• _Excerto para análise_
·····

Diogo Ayres de Campos, que foi recentemente indicado pela ministra da Saúde para presidir à comissão de acompanhamento de resposta em urgência de ginecologia, obstetrícia e bloco de partos, admitiu ainda que transferir grávidas "vai contra as expectativas das mulheres".
Desejável é não haver transferências
"Ter um funcionamento em rede é excelente mas, de facto, vai contra as expectativas das mulheres grávidas que querem ter o seu parto num determinado hospital. De acordo com a nossa lei, podem escolher o hospital onde têm. Na teoria porque depois, na prática, estão sujeitas às contingências e às transferências", referiu o especialista, afirmando que o desejável é não haver transferências.

·····

[Entradas de dados armazenadas]
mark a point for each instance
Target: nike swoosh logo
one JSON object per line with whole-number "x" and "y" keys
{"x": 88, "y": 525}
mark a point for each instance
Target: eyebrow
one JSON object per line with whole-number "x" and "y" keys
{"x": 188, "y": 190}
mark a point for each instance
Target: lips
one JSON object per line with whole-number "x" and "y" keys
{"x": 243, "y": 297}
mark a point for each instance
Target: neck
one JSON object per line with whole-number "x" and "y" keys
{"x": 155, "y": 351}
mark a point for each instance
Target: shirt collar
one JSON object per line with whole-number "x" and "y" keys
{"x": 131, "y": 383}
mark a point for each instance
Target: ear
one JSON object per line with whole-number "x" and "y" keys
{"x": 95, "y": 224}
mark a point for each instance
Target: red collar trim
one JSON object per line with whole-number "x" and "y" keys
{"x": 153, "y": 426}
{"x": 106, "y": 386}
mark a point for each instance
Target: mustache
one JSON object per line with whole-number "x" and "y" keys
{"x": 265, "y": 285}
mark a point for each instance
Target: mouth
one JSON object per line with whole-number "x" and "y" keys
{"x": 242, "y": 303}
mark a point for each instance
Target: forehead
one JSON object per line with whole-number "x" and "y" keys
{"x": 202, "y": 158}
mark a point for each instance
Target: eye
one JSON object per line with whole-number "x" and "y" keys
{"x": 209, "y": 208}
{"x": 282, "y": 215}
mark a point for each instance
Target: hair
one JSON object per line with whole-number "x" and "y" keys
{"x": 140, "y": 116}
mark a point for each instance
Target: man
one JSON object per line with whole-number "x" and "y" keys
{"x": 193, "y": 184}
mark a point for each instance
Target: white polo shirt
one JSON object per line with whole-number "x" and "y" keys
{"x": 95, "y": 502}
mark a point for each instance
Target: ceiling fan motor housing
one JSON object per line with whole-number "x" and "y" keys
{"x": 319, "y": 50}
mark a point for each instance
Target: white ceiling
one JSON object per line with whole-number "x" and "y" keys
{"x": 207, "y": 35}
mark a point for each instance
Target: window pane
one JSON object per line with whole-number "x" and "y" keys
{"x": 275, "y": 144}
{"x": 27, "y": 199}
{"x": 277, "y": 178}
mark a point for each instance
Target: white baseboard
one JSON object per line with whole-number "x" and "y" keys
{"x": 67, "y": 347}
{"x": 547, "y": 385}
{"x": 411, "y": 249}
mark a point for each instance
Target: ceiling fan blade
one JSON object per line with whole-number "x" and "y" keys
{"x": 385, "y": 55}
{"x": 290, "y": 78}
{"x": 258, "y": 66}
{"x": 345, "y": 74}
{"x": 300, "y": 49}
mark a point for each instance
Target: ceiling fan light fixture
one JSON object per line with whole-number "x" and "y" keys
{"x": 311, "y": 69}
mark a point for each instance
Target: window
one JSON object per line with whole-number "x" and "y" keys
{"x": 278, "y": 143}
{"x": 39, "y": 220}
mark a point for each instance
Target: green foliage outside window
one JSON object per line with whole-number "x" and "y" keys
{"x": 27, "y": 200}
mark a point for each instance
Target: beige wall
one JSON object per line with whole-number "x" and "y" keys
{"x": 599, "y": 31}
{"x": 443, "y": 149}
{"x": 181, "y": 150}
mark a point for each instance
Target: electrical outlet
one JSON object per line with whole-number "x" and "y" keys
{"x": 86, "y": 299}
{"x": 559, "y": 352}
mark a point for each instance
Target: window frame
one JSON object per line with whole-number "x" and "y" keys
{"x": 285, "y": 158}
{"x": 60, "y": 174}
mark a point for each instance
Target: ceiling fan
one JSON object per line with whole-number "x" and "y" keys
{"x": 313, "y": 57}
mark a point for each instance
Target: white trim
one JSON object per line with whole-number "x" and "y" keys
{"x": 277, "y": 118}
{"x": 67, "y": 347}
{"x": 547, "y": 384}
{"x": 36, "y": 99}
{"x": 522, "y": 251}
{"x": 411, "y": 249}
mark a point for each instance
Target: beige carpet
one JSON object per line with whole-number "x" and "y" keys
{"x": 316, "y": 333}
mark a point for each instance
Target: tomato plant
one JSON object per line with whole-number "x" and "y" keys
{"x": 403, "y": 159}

·····

• _Tarefas do exercício_
a) Reproduza o excerto sobre as transferências de grávidas desde "Diogo Ayres de" até "não haver transferências.", inclusive.
b) No excerto sobre as transferências de grávidas, para que comissão foi Diogo Ayres de Campos indicado pela ministra da Saúde?
c) Dê continuidade ao excerto sobre as transferências de grávidas a partir do ponto em que termina.
As linhas não têm qualquer relação com o excerto.

• _Respostas_
a)
Diogo Ayres de Campos, que foi recentemente indicado pela ministra da Saúde para presidir à comissão de acompanhamento de resposta em urgência de ginecologia, obstetrícia e bloco de partos, admitiu ainda que transferir grávidas "vai contra as expectativas das mulheres".
Desejável é não haver transferências
"Ter um funcionamento em rede é excelente mas, de facto, vai contra as expectativas das mulheres grávidas que querem ter o seu parto num determinado hospital. De acordo com a nossa lei, podem escolher o hospital onde têm. Na teoria porque depois, na prática, estão sujeitas às contingências e às transferências", referiu o especialista, afirmando que o desejável é não haver transferências.

b) Para a comissão de acompanhamento de resposta em urgência de ginecologia, obstetrícia e bloco de partos.

c)
"Havemos de ter sempre algumas transferências baseadas na capacidade de o hospital dar resposta a um certo problema, nomeadamente cuidados intensivos maternos ou neonatais. Na Europa toda existem transferências, mas são inferiores a 1% das grávidas. Nós, de facto, temos tido, segundo o que é noticiado, quase 2% de transferências entre hospitais. Acho que isso não é algo que queiramos ter porque, de facto, vai contra todas as expectativas das grávidas e o que possam escolher em relação à sua gravidez e partos", sublinhou.